QUOTED PASSAGE:
◆ ◆ ◆ ◆
Skip to content

Divide and Conquer: Reliable Multi-View Evidential Learning for Deepfake Detection

Conference: ICML 2026
arXiv: 2606.01885
Code: https://github.com/kxl0825/DiCoME.git (Available)
Area: AI Security / Deepfake Detection
Keywords: Deepfake Detection, Multi-View Learning, Evidential Learning, Geometric Orthogonal Decomposition, Uncertainty Quantification

TL;DR

This paper proposes the DiCoME framework, which utilizes geometric orthogonal projection to explicitly decouple CLIP semantic features and forgery artifact features into two complementary "expert views." It then employs Dempster–Shafer evidential fusion to model "epistemic conflict" between these views, outputting reliable uncertainty. DiCoME improves average AUC from 0.923 backlines to 0.939 (cross-dataset) and 0.976 (cross-manipulation) on deepfake detection benchmarks.

Background & Motivation

Background: With the advancement of GANs and diffusion models, deepfakes have become nearly indistinguishable from real content at the semantic level; forensics must rely on extremely subtle structural anomalies. Current mainstream solutions follow a single-view holistic paradigm, using a backbone (increasingly vision foundation models like CLIP) to encode both semantic content and forgery traces into entangled representations, followed by Softmax binary classification.

Limitations of Prior Work: The authors identify the failure mode of this paradigm as the Semantic Masking Effect. Since vision backbones are inherently optimized for semantic invariance, high-amplitude identity features dominate the feature space (\(\|f_s\| \gg \|f_a\|\)), causing weak artifact signals to be ignored as shortcut noise during gradient descent. Consequently, models become overconfident on seen manipulations but fail on unseen methods or cross-domain data, with Softmax disguising these failures as high-confidence predictions.

Key Challenge: The essence of deepfake detection is "finding subtle anomalies against a strong semantic background." However, conventional backbones entangle semantic and artifact dimensions. Feature-level fusion (e.g., RGB+Frequency, Global+Local) merely concatenates two highly correlated views. The "Structure Expert" often redundantizes the "Content Expert," lacking true complementarity and failing to provide calibrated uncertainty during conflicts. Prior efforts (e.g., ICML'25) attempted SVD-based orthogonalization but relied on global low-rank assumptions, which are insensitive to sample-level artifacts.

Goal: (1) Completely strip artifacts from semantics at the feature level to obtain two decorrelated and complementary pieces of evidence; (2) Explicitly model conflicts between "expert opinions" as high uncertainty at the decision level, rather than being suppressed into a false high-confidence prediction by Softmax.

Key Insight: Artifacts are strictly defined as the "orthogonal complement of the semantic subspace." This geometric hard constraint is more thorough than soft regularization (e.g., contrastive learning). Furthermore, Subjective Logic is used to parameterize the output of each view as a Dirichlet distribution, allowing the "conflict coefficient" to be calculated via Dempster–Shafer theory.
◆ ◆ ◆ ◆
DATA LISTING:
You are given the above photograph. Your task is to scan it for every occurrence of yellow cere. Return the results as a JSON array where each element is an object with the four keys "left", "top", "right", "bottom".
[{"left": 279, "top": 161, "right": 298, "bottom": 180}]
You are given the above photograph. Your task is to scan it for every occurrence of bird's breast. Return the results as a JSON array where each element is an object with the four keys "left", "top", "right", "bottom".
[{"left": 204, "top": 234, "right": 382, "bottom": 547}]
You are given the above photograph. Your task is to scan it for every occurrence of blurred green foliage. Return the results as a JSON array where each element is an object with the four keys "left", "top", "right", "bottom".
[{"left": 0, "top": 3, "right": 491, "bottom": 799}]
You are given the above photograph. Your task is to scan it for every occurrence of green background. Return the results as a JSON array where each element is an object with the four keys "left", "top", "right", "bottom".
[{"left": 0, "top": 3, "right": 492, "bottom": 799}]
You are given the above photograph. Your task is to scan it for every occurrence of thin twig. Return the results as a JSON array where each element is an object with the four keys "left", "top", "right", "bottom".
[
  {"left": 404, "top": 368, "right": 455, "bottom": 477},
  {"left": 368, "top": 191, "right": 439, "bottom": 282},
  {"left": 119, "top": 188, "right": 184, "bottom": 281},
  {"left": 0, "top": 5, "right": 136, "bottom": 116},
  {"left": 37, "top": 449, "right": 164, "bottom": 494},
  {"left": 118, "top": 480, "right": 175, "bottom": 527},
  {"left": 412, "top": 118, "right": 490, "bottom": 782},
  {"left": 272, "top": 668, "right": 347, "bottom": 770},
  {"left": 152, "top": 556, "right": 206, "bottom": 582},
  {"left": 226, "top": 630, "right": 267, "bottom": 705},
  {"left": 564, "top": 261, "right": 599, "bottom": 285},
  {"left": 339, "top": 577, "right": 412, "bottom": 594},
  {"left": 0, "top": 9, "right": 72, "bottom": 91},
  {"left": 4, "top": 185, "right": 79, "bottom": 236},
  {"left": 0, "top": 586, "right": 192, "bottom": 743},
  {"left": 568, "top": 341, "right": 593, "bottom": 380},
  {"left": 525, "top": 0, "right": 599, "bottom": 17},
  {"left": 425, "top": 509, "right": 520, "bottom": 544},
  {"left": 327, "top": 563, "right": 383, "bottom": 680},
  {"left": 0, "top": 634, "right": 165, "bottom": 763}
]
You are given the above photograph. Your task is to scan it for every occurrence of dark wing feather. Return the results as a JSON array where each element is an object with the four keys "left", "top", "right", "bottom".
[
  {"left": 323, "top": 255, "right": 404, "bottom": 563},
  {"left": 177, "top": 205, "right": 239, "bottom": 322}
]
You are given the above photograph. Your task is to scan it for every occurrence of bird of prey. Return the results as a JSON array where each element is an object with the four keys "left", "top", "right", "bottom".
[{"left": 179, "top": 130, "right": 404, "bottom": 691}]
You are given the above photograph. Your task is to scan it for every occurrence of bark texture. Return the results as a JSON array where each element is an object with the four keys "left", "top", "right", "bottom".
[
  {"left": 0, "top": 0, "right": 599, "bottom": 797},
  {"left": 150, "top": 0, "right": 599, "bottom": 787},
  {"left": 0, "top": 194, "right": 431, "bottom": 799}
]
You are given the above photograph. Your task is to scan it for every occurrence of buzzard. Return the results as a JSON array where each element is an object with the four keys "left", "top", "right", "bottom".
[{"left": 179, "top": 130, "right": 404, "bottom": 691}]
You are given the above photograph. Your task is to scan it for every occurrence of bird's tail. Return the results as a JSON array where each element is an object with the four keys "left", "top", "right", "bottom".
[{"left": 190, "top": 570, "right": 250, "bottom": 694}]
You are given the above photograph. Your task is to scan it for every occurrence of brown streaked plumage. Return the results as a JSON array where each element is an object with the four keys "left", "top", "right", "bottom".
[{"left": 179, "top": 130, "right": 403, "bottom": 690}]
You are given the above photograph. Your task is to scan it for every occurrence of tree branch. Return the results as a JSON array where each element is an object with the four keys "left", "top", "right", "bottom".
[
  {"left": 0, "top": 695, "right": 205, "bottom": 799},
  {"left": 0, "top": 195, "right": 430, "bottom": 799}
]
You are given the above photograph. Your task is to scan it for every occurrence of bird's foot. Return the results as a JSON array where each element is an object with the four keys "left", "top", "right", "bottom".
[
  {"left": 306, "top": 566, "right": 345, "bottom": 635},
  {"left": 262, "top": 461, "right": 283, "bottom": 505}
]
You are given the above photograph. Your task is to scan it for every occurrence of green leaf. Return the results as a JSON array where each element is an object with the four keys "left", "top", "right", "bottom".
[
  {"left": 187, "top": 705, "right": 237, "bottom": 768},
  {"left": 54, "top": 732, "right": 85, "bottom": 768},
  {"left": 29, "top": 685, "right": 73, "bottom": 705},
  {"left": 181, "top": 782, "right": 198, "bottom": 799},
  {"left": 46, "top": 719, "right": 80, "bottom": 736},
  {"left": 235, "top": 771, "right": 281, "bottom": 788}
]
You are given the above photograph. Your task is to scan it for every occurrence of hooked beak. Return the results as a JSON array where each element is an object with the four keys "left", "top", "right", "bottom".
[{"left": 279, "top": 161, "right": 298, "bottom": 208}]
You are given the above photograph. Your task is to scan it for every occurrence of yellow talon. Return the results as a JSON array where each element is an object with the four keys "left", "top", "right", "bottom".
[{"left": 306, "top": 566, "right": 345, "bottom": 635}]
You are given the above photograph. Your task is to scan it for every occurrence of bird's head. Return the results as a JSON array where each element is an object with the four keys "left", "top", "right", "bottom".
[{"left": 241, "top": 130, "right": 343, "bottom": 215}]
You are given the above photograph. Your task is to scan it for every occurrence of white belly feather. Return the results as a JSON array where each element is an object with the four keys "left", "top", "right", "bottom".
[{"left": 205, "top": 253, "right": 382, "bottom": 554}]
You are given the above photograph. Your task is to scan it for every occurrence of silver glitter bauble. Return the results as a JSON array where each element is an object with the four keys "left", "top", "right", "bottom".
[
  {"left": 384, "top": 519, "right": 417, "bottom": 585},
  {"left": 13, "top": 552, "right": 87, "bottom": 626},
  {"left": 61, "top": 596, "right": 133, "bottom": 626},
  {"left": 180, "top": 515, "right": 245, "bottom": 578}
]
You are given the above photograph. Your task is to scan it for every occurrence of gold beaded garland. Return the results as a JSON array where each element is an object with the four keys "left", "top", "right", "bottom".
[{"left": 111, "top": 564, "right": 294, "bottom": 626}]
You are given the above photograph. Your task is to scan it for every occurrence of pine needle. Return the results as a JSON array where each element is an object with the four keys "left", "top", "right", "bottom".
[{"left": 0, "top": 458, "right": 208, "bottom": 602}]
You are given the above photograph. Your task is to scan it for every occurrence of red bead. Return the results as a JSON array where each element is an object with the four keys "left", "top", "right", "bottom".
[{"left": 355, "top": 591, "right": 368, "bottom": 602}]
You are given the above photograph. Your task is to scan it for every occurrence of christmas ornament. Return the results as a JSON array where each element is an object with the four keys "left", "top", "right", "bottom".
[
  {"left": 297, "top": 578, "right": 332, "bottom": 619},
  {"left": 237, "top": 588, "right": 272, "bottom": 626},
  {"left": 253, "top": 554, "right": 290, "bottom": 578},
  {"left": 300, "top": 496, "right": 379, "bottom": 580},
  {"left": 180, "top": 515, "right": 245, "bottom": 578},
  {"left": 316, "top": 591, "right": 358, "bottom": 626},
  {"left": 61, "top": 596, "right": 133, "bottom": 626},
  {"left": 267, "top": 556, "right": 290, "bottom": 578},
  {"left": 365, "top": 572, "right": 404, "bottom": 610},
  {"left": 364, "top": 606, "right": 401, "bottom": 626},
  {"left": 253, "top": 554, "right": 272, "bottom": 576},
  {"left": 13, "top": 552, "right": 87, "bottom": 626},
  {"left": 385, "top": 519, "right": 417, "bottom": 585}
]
◆ ◆ ◆ ◆
EXERCISE INSTRUCTIONS:
(a) Retype the DiCoME paper summary from "Goal: (1) Completely" to "prediction by Softmax.", word for word.
(b) Continue the DiCoME paper summary, starting right after its final sentence.

RESULTS OF THE EXERCISE:
(a)
Goal: (1) Completely strip artifacts from semantics at the feature level to obtain two decorrelated and complementary pieces of evidence; (2) Explicitly model conflicts between "expert opinions" as high uncertainty at the decision level, rather than being suppressed into a false high-confidence prediction by Softmax.

(b)
Core Idea: Use geometric orthogonal projection to subtract the semantic leakage from the CLIP semantic residual to obtain a pure artifact view. Evidential fusion is then used to let view conflicts directly increase epistemic uncertainty, allowing the model to "admit ignorance" when facing unknown attacks.

Method

Overall Architecture

Inputting a face image, DiCoME follows a two-stage pipeline:

  1. Divide (Multi-View Construction): First, semantic features \(f_s\) are extracted using a LoRA-fine-tuned CLIP ViT-L/14. Then, a lightweight \(\beta\)-VAE projects \(f_s\) onto the "semantic manifold" in the feature space (rather than pixel space) to obtain a reconstruction \(f_c\). The residual \(f_r = f_s - f_c\) represents the raw anomaly signal but remains contaminated with semantic leakage. Finally, geometric orthogonal projection is applied to subtract the component of \(f_r\) along the \(f_s\) direction, resulting in pure artifact features \(f_a\).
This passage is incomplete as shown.